# What to do
• A. In the account of living with Inappropriate Sinus Tachycardia, what heart rate could walking 50 feet bring on?
• B. Go on with the account of living with Inappropriate Sinus Tachycardia, picking up after its final sentence.

# Passage for review
━━━━━━

Repost from the original site where we met. "Jen, my doctors want to do this for me too. Does insurance cover this? People dont feel their heartbeat? Do they think about every breath they take? I heard my doc did this for one other woman with fantastic results. I wonder if that was you? Was there any pain with recovery or down time?"
My repost back to her. "The woman had to have been me. I'm the only one they have done. People don't feel their heartbeats. People don't have to concentrate to try to force their dumb hearts to slow down. Other people don't have to consider every move they make because of their stupid heart.
I was on oxygen for months at home before they did this. I was in my bed unable to move. Walking 50 foot could get my heartrate to 160. It was nuts. None of the drugs worked. I was passing out. It sucked"
I knew having Inappropriate Sinus Tachycardia was extremely rare. Our severity level was also exceeding rare. If it's one place I don't want to be told I am unique it's in a top rated heart hospital. So we had each other. No one else in the world like us and we actually met. It was amazing. Made things much less scary (for me anyway.) So we made the journey together and answered questions the docs asked together. (In the same room at the same time.) They said each of our hearts are a one in a million. So the odds of us being in the same room was mind boggling to them. Plus, we found each other without them putting us together. Because my mother did not tell me not to meet people from the internet! Some things are just meant to be. We decided to work together to help the doctors learn from us FASTER. Because time was of the essence. Before we went into heart failure. We've been through experimental surgeries, open heart, and getting pacemakers installed together all in one year. Hard to complain when you have someone else who knows EXACTLY how you feel staring at you. She yelled at me to stop Hip Hop dancing in the cardiac unit and I yelled at her to come walk with me after her surgery when it hurts like hell to take a breath.
I didn't have any other options at the time so when the docs came to me with their new fangled plan I told them to book the surgery. They said they hadn't tried this surgery on ANYONE. I'd be the first heart patient to get it for tachycardia. They brought me a journal article about the surgery on a guy FOR ANOTHER ISSUE and that dude died. But Jeremy (my husband) and I decided we had no other choice. Sometimes you don't have journal articles to study or patient outcomes to read. Sometimes you have to go with your gut feeling. I trusted this doctor and knew he wouldn't let me die. Not because I had proof. Because I had FAITH.

━━━━━━

# Provided data
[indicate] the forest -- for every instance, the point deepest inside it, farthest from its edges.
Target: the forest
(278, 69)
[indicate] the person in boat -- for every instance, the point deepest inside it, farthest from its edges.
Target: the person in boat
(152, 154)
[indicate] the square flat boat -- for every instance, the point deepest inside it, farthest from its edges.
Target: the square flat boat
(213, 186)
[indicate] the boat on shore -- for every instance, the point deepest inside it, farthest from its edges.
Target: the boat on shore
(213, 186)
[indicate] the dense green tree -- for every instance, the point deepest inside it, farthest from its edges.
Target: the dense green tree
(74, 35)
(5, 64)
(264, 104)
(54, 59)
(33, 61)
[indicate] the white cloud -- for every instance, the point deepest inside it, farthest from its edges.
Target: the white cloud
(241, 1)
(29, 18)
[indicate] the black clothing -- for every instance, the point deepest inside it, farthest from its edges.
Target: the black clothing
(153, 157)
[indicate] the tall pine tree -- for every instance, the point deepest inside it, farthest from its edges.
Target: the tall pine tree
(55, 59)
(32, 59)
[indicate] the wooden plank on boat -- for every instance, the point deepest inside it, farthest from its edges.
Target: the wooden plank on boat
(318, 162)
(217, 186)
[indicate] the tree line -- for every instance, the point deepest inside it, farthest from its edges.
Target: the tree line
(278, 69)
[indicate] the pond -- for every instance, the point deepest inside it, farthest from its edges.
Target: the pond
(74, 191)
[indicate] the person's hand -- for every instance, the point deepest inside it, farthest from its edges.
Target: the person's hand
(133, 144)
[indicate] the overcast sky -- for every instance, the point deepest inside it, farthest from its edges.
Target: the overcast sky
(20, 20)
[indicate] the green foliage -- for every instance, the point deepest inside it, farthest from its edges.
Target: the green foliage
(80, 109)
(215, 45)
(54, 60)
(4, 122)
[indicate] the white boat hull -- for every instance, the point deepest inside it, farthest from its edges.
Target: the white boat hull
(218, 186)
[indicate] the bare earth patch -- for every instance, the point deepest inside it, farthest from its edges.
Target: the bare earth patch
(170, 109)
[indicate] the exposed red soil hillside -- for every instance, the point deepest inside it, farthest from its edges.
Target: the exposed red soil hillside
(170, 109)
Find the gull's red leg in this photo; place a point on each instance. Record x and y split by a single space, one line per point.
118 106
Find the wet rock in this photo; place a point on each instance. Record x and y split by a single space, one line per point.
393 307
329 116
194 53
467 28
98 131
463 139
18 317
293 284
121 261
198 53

━━━━━━

# Answers per task
• A. Walking 50 feet could bring the heart rate to 160.

• B.
So I took a leap and offered myself up in the name of science. We went into the OR and they put me to sleep and put my head on a block. While asleep they injected pain killers and steroids into my spine into a bundle of nerves called the stellate ganglion. This is an extremely small target to hit. They used an ultrasound to identify the tiny area while using a huge needle in my spine. One miscalculation and I'd have a heart attack or stroke. They injected one side then woke me up. I talked immediately to make sure I didn't have a stroke. But then 3 days later they injected the other side. Like magic they "reset" my sympathedic nervous system. We knew it worked because my hand on the side they injected got to 110 degrees. 13 degrees hotter than the other side. That part was temporary. But meant we hit our target. Nurses and doctors kept coming by for 3 hours to hold my hand and feel the effects of the surgery. It was a miracle in the making.
The "reset" of my heart had been achieved so I had to retrain my heart. In the gym. 2 hours a day. Being careful to not overdo moving quickly or my heart would speed up again. I got on a elliptical and cried. I took a picture of my heart rate and sent it to my parents. Because we achieved something I didn't think was possible. I moved and didn't pass out.
April has been right by my side the entire year. For every surgery, every problem, every complication. She's pulled me up while I was screaming with a chest tube in my lung in the ICU. She's laughed as I brushed my teeth five thousand times. (I have a problem ya'll. I like clean teeth. Don't judge me.) I didn't realize how many times I brushed my teeth until I brushed April's teeth in the ICU when she had surgery. Because good friends do that for each other. Good friends support each other in crisis. It doesn't mean anything if you are only there for the fun times. It matters when you sit through the bad ones too. So many family and friends have stepped up to help me. I'll write more about them later! The support I've been lucky to have received is humbling. I have a heart twin. Her name is April.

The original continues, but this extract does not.